**Document text:**
=-=-=
Tangents

Greg Bear - Published 1986

I  ABOUT THE AUTHOR
Greg Bear was born in San Diego, California, on August 20, 1951. He grew up in many different areas of the world because his father was a Navy man who served assignments in Japan and the Philippines, as well as postings to naval bases on the Gulf Coast, East Coast, and West Coast of the mainland United States. His childhood experiences in diverse lands may account for the sensitivity to different cultures displayed in his fiction. It is difficult for young children to make friends when moving about frequently, and Bear's passion for reading may have its origin in lonely hours when he was young. He is an eclectic reader of science, history, and fiction.


His ambition to be a writer seems to have begun early, perhaps when he was eight years old, and Bear was writing in hopes of publication by the time he was a teenager. This precocious feat was achieved at 15 when he sold a short story to Famous Science Fiction. Despite his early good fortune Bear, like many young writers, found it difficult to publish other works. His second professional publication did not appear until he was in his early twenties, but he then attracted critical attention as one of science fiction's most promising young talents. In the years since he has retained the respect of critics with his taut narratives and imaginative settings.


To supplement his income as a novelist, Bear worked as a journalist, contributing to Southern California newspapers during the 1970s and early 1980s. Bear is widely admired by his science fiction peers, and he has served in various posts for the Science Fiction Writers of America, including president from 1988 to 1990. The Science Fiction Writers of America have given Bear three Nebula awards: for best 1983 novella, Hardfought; for best 1983 novelette, 'Blood Music'; and for best 1986 short story, 'Tangents'. The World Science Fiction Convention has twice given Bear its annual Hugo award: for best 1984 novelette, 'Blood Music' and for best 1987 short story, 'Tangents.'


Bear even married into the science fiction community in 1983. His second wife, Astrid Anderson, is the daughter of science fiction author Poul Anderson, and the couple have a son Erik and a daughter Alexandra.


Bear speculates that ' Tangents' 'gathered more awards, perhaps, because, behind the mathematics, there is an angry parable based on the life of the English mathematician Alan Turing…or perhaps because science fiction readers truly appreciate mathematical fantasies.' 'Tangents,' regardless of the underlying reasons for its popularity, has a youthful protagonist in search of a place for himself and a mind-expanding view of the world that directly appeals to young adult readers.
=-=-=
**Supplied entries:**
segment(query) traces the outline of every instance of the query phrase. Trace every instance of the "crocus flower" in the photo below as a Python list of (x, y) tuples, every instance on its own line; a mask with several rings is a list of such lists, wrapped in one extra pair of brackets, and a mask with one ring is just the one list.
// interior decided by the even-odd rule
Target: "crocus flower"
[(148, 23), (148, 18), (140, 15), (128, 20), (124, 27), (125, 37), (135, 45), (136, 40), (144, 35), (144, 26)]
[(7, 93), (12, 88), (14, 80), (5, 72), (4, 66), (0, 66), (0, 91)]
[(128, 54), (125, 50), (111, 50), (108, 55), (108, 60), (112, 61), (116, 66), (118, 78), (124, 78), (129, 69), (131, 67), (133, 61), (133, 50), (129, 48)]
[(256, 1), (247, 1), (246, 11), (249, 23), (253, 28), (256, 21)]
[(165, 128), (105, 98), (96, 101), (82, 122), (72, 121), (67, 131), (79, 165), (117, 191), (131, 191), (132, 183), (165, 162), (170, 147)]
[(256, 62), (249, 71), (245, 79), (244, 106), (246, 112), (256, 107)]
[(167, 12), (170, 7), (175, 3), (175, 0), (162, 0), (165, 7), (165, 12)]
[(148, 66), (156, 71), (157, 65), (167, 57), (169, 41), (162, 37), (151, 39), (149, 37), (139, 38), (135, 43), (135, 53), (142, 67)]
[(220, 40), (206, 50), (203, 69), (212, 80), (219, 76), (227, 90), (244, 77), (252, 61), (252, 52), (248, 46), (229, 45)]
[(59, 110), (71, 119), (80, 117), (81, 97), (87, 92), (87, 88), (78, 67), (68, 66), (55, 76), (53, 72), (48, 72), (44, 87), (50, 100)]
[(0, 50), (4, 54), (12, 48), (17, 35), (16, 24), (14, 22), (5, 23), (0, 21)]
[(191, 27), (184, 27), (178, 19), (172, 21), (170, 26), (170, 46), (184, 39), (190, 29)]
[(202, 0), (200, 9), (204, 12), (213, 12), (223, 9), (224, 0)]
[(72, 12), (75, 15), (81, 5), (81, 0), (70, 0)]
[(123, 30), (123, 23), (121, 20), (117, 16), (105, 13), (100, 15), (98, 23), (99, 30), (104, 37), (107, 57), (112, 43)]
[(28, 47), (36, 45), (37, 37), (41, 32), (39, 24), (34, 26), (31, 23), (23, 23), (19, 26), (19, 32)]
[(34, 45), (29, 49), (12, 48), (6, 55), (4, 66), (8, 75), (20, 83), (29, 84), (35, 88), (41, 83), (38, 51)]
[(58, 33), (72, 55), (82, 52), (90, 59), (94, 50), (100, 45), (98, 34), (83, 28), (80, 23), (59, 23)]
=-=-=
**Stated problem:** Extend the piece about Greg Bear and his story "Tangents" past its last paragraph.

**Result for this task:**
II  OVERVIEW


The short story form is especially valuable for young adult readers because it offers characters, situations, and ideas that can be absorbed in one sitting. Short stories can introduce the complexities of fiction to busy young people occupied with school studies, extracurricular activities, social lives, and the hard work of growing up. Bear is a master of short fiction, and his speculative stories on science strongly attract young readers.


'Tangents' presents the story of a boy, an outsider with an empty family life, who meets two eccentrics surviving unconventional lives far from their homeland. Pal Tremont, a young Korean adoptee, finds that his musical gifts are complemented by the mathematician Peter Tuthy, a refugee from England, who was persecuted there for being homosexual. Together they open the unseen world of the next dimension beyond the normal one that people experience everyday, and they discover extradimensional beings who have never before noticed humans.

III  SETTING


The story told in 'Tangents' takes place in rural or suburban California, probably in the early 1950s. The local community is largely indifferent to the presence of Korean-born Pal Tremont and unaware of Lauren Davies and Peter Tuthy, who live in a isolated house beside grassy fields. These unfrequented fields offer Pal a place to go to be by himself as he has given up on fitting in with his California community.


Lauren and Peter do not have a happy life. Peter slaves to make a meager living through freelance research, earning a small fraction of what someone of his ability should be paid. Lauren—neither a sister nor a lover but a close friend —struggles to hold Peter together and maintain their household. Pal is a welcome visitor to the house because he provides Peter with new ideas to become excited about. This enthusiasm and interest are intellectual since Peter has no sexual longings for children, but the community might see the situation differently, and a client named Irving Hockrum, who has been exploiting Peter, may use Pal's friendship with Peter to torment him.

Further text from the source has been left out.